Sgt. Pepper’s Lonely Hearts Club Band, the Beatles’ glorious 40-minute musical masterpiece, had been enjoying enormous acclaim and popularity for about a year when the animated Yellow Submarine hit theaters in 1968, acting as a loose extension of the album’s contemplations on fame, identity and ‘60s psychedelia. The film’s recent frame-by-frame restoration, and translation onto Blu-ray disc, evokes more nostalgia than brilliance, save for one element: The unbelievable timelessness of the songs included on the soundtrack.

It’s not that designer Heinz Edelmann’s kooky, surrealist animation isn’t entertaining. Edelmann and director George Dunning’s broad palette and freakish creatures will have you reaching for the nearest hallucinogen (or the nearest exit if you’re taking a bad trip, man) and can creep out even the sober. But every time another Beatles classic hits your ears, it lifts the room and injects new life into the film. Whether it was a case of inspiration or coincidence, most of Yellow Submarine’s more creative and graceful visuals are those that complement the songs: “Eleanor Rigby” accompanies an animated Ringo walking through a grim, sad version of Liverpool that Banksy would appreciate. “Nowhere Man” is sung to little Jeremy Boob, a rhyming noodnik who knows everything but does very little.

********************

Tasks:
a: Say whether each statement agrees with the Yellow Submarine review, giving yes or no and quoting the deciding words. (i) The animated film reached theaters in 1968. (ii) Heinz Edelmann directed the film. (iii) "Nowhere Man" is sung to an animated Ringo walking through Liverpool.
b: Write out the part of the Yellow Submarine review starting with "Sgt. Pepper’s Lonely" and going on through "on the soundtrack.".
Rely only on the Yellow Submarine review, not on outside knowledge.

Data lines:
********************

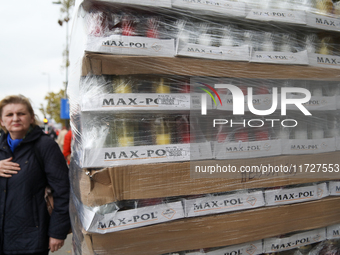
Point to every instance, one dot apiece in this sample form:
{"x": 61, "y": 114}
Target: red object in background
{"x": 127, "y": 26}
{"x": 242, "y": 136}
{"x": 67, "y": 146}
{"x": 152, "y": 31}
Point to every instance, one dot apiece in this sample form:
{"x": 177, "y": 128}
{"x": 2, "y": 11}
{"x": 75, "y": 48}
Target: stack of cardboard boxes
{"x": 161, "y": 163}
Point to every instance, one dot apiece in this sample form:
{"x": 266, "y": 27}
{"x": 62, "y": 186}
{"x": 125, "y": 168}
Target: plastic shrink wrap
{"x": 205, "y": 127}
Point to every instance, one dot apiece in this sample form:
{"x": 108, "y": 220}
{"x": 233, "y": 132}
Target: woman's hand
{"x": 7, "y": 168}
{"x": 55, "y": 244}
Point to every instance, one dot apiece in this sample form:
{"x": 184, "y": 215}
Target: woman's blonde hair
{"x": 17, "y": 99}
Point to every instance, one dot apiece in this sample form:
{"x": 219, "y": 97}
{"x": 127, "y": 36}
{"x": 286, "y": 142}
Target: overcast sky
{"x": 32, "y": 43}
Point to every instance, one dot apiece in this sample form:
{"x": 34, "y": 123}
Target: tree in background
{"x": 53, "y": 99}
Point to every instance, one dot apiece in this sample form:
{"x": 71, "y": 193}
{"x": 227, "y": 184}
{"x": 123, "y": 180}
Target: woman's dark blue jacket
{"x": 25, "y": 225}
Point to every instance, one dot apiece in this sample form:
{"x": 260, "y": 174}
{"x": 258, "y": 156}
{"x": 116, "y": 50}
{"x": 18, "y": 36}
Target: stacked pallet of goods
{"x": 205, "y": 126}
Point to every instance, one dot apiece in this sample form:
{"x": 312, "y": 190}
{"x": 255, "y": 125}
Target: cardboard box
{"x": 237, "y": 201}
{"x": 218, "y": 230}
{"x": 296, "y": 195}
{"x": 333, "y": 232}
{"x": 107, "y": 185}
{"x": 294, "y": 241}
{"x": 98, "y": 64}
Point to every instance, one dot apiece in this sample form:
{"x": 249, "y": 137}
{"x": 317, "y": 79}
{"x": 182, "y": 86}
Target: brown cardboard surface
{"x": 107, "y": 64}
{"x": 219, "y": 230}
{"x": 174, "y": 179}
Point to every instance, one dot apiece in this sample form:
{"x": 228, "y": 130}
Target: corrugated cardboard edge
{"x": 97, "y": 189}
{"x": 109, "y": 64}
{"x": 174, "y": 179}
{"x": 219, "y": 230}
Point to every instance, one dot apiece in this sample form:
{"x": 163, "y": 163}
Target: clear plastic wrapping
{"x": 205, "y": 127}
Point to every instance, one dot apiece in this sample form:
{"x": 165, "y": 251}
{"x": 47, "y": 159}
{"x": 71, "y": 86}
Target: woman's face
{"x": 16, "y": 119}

********************

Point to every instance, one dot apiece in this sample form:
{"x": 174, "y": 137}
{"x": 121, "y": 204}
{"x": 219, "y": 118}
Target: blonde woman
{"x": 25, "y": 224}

********************

Expected answers:
a:
(i) Yes: "the animated Yellow Submarine hit theaters in 1968"
(ii) No: "designer Heinz Edelmann" and "director George Dunning"
(iii) No: "“Nowhere Man” is sung to little Jeremy Boob"

b:
Sgt. Pepper’s Lonely Hearts Club Band, the Beatles’ glorious 40-minute musical masterpiece, had been enjoying enormous acclaim and popularity for about a year when the animated Yellow Submarine hit theaters in 1968, acting as a loose extension of the album’s contemplations on fame, identity and ‘60s psychedelia. The film’s recent frame-by-frame restoration, and translation onto Blu-ray disc, evokes more nostalgia than brilliance, save for one element: The unbelievable timelessness of the songs included on the soundtrack.